**TASK GOAL**
Reproduce the listing below in full and without alteration, apart from its pictures.

>>>>>

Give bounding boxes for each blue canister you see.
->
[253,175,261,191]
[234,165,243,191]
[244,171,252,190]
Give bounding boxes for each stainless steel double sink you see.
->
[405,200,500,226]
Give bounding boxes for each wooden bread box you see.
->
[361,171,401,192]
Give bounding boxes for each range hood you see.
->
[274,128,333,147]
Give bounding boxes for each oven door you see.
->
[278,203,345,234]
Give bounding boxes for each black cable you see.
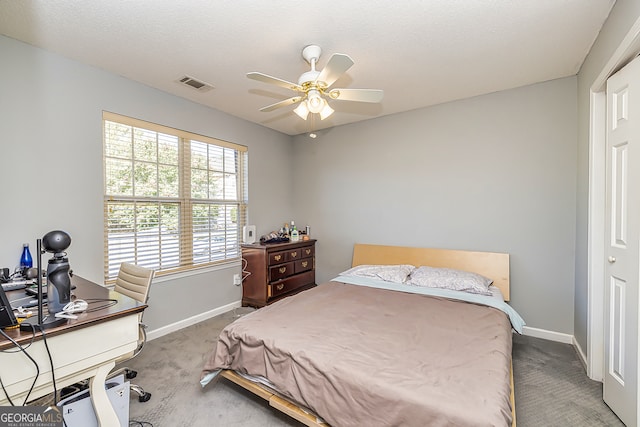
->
[36,325,58,406]
[0,325,40,406]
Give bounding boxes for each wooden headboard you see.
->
[351,243,509,301]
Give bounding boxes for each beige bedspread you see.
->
[202,282,511,427]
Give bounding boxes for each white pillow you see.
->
[407,266,493,295]
[340,265,415,283]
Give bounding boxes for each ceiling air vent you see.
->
[178,76,213,92]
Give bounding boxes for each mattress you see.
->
[201,281,512,427]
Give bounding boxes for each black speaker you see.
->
[0,287,18,328]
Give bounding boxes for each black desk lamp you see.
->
[20,230,71,331]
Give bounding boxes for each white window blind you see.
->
[103,112,248,282]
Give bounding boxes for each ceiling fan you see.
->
[247,45,384,120]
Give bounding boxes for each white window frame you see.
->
[102,112,248,283]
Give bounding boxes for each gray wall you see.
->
[574,0,640,351]
[294,77,577,334]
[0,36,293,329]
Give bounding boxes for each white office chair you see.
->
[109,262,155,402]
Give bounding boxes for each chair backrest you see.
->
[113,262,155,304]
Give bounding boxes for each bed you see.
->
[201,244,524,427]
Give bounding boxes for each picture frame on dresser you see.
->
[241,239,316,308]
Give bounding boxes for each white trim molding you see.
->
[147,301,242,341]
[522,326,575,344]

<<<<<

**CORRECT OUTPUT**
Give bounding boxes for each blue canister you see.
->
[253,175,261,191]
[234,165,243,191]
[244,171,252,190]
Give bounding boxes for each stainless steel double sink you see.
->
[405,200,500,226]
Give bounding boxes for each wooden bread box you see.
->
[361,171,401,192]
Give bounding boxes for each range hood you see.
->
[274,128,333,147]
Give bounding boxes for each oven door you see.
->
[278,203,345,234]
Give bounding boxes for each black cable you see.
->
[36,325,58,406]
[0,325,40,406]
Give bounding boxes for each wooden headboard you see.
->
[351,243,509,301]
Give bounding boxes for each beige bedspread you see.
->
[202,282,511,427]
Give bounding boxes for each white pillow you see.
->
[407,266,493,295]
[340,265,415,283]
Give bounding boxes for each ceiling air vent you see.
->
[178,76,213,92]
Give bounding boxes for each mattress you see.
->
[201,281,512,427]
Give bounding boxes for each black speaker you see.
->
[0,287,18,328]
Give bounding boxes for each black desk lamp you see.
->
[20,230,71,331]
Give bounding boxes for each white window blind you see.
->
[103,112,248,282]
Give bounding boxes for each ceiling fan you see.
->
[247,45,384,120]
Give bounding boxes for each white window frame you see.
->
[102,112,248,283]
Give bounding boxes for each gray wall you see.
->
[574,0,640,351]
[294,77,577,334]
[0,36,293,329]
Give bounding boxes for each white office chair you see.
->
[109,262,155,402]
Give bounding boxes for each chair backrest you see.
->
[113,262,155,304]
Give bounding boxes for each bed you see.
->
[201,244,524,427]
Give bounding boxes for each picture frame on dresser you see.
->
[241,239,316,308]
Give bounding boxes for each white trim molding you see.
->
[147,301,242,341]
[522,326,575,344]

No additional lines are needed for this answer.